EXERCÍCIO –
Escale cada coordenada de caixa delimitadora por 2,35, arredondando para o inteiro mais próximo (metades para cima), e transcreva na íntegra as linhas, começando pela primeira e parando depois da que contém "0,122,194,201". Omita as imagens.

Trechos de dados de caixas delimitadoras:

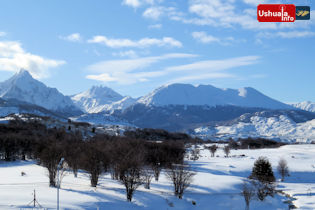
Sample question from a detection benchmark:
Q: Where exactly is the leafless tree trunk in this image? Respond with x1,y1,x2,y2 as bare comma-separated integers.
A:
242,181,256,210
223,146,231,157
142,167,154,189
209,144,218,157
277,158,289,182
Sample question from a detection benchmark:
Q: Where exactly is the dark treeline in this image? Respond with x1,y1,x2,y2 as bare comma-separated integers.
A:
124,128,203,143
0,121,185,201
228,138,285,149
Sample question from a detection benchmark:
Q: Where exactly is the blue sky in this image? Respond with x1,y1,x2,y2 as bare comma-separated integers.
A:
0,0,315,102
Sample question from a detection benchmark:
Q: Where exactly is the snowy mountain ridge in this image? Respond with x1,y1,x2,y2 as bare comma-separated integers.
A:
138,84,294,109
0,69,80,114
71,86,135,113
192,110,315,143
291,101,315,112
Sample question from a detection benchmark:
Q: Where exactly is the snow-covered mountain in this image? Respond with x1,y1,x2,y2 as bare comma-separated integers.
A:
291,101,315,112
138,84,293,109
0,70,81,115
0,98,65,119
192,111,315,143
71,86,124,113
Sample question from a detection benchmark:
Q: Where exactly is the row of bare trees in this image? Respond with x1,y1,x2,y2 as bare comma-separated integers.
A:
0,122,194,201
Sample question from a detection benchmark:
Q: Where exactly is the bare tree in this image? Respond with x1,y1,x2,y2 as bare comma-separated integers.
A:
117,139,145,202
119,154,145,202
59,161,70,188
166,164,195,199
39,140,62,187
152,163,162,181
191,146,200,161
242,181,256,210
209,144,218,157
249,157,275,201
277,158,289,182
142,167,154,189
223,146,231,157
82,141,103,187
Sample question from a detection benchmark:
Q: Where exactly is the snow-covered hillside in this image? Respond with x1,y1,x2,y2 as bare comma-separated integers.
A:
138,84,293,109
0,145,315,210
292,101,315,112
193,115,315,143
0,70,80,114
71,86,128,113
0,98,65,119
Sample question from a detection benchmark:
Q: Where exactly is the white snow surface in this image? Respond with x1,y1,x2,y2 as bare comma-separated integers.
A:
194,115,315,143
138,84,293,109
291,101,315,112
0,145,315,210
71,86,135,113
0,69,75,110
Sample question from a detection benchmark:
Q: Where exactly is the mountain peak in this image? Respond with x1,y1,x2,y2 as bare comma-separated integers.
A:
138,84,292,109
14,69,33,78
71,85,123,113
0,69,79,111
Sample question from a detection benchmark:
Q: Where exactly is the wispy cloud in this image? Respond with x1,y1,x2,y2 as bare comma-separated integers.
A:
0,31,7,37
122,0,163,9
88,36,183,48
257,31,315,39
0,41,66,78
142,6,182,20
148,24,163,29
191,31,246,45
112,50,138,58
123,0,141,8
87,54,260,85
59,33,82,42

RESPOSTA ESPERADA –
Sample question from a detection benchmark:
Q: Where exactly is the leafless tree trunk in this image? Respond with x1,y1,x2,y2 as bare comma-separated integers.
A:
569,425,602,494
524,343,543,369
334,392,362,444
491,338,512,369
651,371,679,428
Sample question from a detection benchmark:
Q: Where exactly is the dark treeline in this image? Respond with x1,y1,x2,y2 as bare comma-separated integers.
A:
291,301,477,336
0,284,435,472
536,324,670,350
Sample question from a detection benchmark:
Q: Where exactly is the blue sky in this image? Respond with x1,y1,x2,y2 as bare comma-separated integers.
A:
0,0,740,240
Sample question from a detection benchmark:
Q: Where exactly is the snowy mountain ridge in this image? Respond with x1,y1,x2,y2 as bare comma-separated integers.
A:
324,197,691,256
0,162,188,268
167,202,317,266
451,259,740,336
684,237,740,263
Sample question from a detection benchmark:
Q: Where exactly is the snow-covered mountain in this image? Respond with x1,y1,x2,y2 as bare comma-separated integers.
A:
684,237,740,263
324,197,689,256
0,165,190,270
0,230,153,280
451,261,740,336
167,202,291,266
Sample question from a detection benchmark:
Q: Where exactly is the row of bare trees in this image? Respond with x1,y1,x2,y2 as bare comma-separated integers.
A:
0,287,456,472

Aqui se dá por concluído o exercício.